• _WHAT YOU NEED TO DO_:
1. Extract the passage of the article on the 1994 Panama bombing that runs from "A New Venezuelan" up to and including "transnational criminal networks.", reproducing it word for word.
2. Reproduce verbatim the lines of the stored entries from the line containing "find the person" up to and including the line containing "372 160 400 180", and nothing beyond them.

• _TEXT TO READ_:
The aircraft involved in a July 1994 terror attack in Panama is seen here in April 1991 at Orlando International Airport in the United States, while still in service with Comair. Credit: Felix Goetting

According to Panamanian prosecutors, the man who carried the bomb aboard — identified as Ali Hawa Jamal — died in the blast.

Of those murdered, 12 were members of Panama’s Jewish community. Three were U.S. citizens. Four Israeli nationals were also among the dead.

In October 2024, the U.S. Office of the Director of National Intelligence formally concluded that Hezbollah was responsible for the attack. U.S. intelligence assessed the Panama bombing and the AMIA attack as part of a single coordinated operation targeting Jewish communities and Western interests across both countries within 24 hours, carried out by Hezbollah under Iranian direction.

Three Decades of Impunity

The case languished for nearly three decades. Panama did not issue a formal indictment until 2022, and Interpol did not release a Red Notice until 2025.

For years, Jalil had been residing on Venezuela’s Margarita Island under multiple aliases, protected by local networks sympathetic to Hezbollah-linked groups. The case regained momentum after Israeli intelligence shared new evidence with Panama in 2017. President Juan Carlos Varela later confirmed that Prime Minister Benjamin Netanyahu had personally transmitted the material.

In 2024, the U.S. State Department offered a $5 million reward for information leading to those responsible.

WANTED POSTER from the U.S. Department of Justice

In November 2025, Venezuelan authorities, working with Interpol, arrested Hage Jalil on Margarita Island, where he had lived openly and operated a business for years without interference.

The extradition faced a significant legal obstacle: Jalil holds dual Lebanese and Venezuelan nationality, and Venezuela’s constitution prohibits the extradition of its own nationals. On March 27, 2026, Venezuela’s Sala de Casación Penal issued a ruling authorizing the transfer regardless.

A New Venezuelan Relationship

The extradition carries significance beyond the individual case.

Under the Maduro regime, Venezuela functioned as a permissive environment for Hezbollah-linked actors, Iranian proxies, and transnational criminal networks.

The post-Maduro administration has signaled a reorientation toward cooperation with the United States, and this transfer — executed with U.S. oversight — represents a concrete expression of that shift.

The U.S. Embassy statement quoted U.S. Ambassador to Panama Kevin Cabrera saying the extradition “sends a definitive message: the Trump Administration has a long memory and an even longer reach.” Cabrera also said he hoped the legal process would “bring peace to the families of the victims, who have waited more than 30 years for justice.”

Israeli Foreign Minister Gideon Sa’ar welcomed the extradition, calling the 1994 attack “an open wound” and expressing hope that the proceedings would “shed light on Jalil’s ties to Hezbollah, which also operates to spread terrorism in Latin America and poses a threat not only to Israel, Lebanon, and the Middle East, but to peace throughout the entire world.”

What Comes Next

Once placed under judicial custody, Jalil must appear before the Panamanian Judicial Branch so that a trial date can be set. The proceedings are expected to test evidence gathered across multiple jurisdictions and could take years to resolve.

He faces charges of deliberate homicide and crimes against collective security under Panamanian law as it stood at the time of the attack. He has not been convicted of any crime and is presumed innocent until proven guilty in a court of law.

The families of the 21 victims have waited 32 years.

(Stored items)
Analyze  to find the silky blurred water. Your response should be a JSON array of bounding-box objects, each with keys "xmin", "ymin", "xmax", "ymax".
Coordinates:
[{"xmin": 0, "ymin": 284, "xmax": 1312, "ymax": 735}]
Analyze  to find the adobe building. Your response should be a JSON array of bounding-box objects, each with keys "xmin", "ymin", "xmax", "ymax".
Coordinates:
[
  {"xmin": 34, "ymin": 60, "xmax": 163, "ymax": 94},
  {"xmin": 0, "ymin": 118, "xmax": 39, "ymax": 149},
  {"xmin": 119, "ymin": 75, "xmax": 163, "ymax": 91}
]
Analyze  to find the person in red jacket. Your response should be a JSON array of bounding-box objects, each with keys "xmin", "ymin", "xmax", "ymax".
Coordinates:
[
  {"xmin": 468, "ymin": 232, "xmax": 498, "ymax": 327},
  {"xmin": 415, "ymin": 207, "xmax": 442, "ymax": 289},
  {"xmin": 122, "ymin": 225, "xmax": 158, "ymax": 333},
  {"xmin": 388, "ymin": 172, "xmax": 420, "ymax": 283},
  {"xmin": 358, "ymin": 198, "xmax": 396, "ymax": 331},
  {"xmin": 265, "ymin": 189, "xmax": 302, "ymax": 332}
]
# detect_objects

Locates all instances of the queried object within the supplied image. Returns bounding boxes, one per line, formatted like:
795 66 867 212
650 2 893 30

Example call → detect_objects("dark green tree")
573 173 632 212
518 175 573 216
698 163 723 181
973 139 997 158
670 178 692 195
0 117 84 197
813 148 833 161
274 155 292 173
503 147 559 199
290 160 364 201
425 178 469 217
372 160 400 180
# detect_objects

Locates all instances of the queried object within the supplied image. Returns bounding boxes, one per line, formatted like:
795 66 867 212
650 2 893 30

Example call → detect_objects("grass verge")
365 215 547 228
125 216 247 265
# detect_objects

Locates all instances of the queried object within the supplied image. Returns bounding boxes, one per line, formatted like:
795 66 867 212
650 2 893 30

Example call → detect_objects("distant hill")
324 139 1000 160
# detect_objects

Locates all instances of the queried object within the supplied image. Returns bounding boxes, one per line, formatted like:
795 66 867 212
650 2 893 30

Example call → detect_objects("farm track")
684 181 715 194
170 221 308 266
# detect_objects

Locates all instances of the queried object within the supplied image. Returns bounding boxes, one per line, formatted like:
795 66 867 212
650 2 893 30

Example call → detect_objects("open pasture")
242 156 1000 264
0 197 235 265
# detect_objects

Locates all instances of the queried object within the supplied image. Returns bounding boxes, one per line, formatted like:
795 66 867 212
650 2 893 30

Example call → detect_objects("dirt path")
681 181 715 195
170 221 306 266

• _EXERCISE RESULTS_:
1.
A New Venezuelan Relationship

The extradition carries significance beyond the individual case.

Under the Maduro regime, Venezuela functioned as a permissive environment for Hezbollah-linked actors, Iranian proxies, and transnational criminal networks.

2.
Analyze  to find the person in red jacket. Your response should be a JSON array of bounding-box objects, each with keys "xmin", "ymin", "xmax", "ymax".
Coordinates:
[
  {"xmin": 468, "ymin": 232, "xmax": 498, "ymax": 327},
  {"xmin": 415, "ymin": 207, "xmax": 442, "ymax": 289},
  {"xmin": 122, "ymin": 225, "xmax": 158, "ymax": 333},
  {"xmin": 388, "ymin": 172, "xmax": 420, "ymax": 283},
  {"xmin": 358, "ymin": 198, "xmax": 396, "ymax": 331},
  {"xmin": 265, "ymin": 189, "xmax": 302, "ymax": 332}
]
# detect_objects

Locates all instances of the queried object within the supplied image. Returns bounding boxes, one per line, formatted like:
795 66 867 212
650 2 893 30

Example call → detect_objects("dark green tree")
573 173 632 212
518 175 573 216
698 163 723 181
973 139 997 158
670 178 692 195
0 117 84 197
813 148 833 161
274 155 292 173
503 147 559 199
290 160 364 201
425 178 469 217
372 160 400 180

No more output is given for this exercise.